Start of Data for the task
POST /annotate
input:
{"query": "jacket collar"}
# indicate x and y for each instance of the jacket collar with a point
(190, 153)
End of Data for the task
Start of Data for the task
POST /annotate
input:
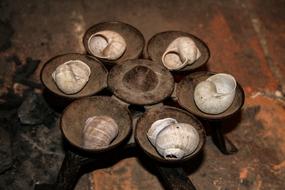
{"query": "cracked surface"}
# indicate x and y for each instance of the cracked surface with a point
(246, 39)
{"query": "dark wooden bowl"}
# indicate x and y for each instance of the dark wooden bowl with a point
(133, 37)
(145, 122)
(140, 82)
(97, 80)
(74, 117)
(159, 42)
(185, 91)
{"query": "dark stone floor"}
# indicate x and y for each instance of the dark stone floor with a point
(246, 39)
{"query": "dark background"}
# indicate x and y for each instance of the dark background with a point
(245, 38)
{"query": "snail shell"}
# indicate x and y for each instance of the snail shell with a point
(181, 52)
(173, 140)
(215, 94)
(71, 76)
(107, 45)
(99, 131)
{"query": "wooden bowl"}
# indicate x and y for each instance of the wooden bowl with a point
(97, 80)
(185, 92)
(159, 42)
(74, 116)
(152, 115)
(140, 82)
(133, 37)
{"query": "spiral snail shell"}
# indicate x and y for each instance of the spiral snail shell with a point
End of Data for the task
## [Task details]
Please locate every line in the records above that contains the string "jacket" and copy each of those lines in full. Case counts.

## [Response]
{"query": "jacket collar"}
# indicate x and y for each instance of the jacket collar with a point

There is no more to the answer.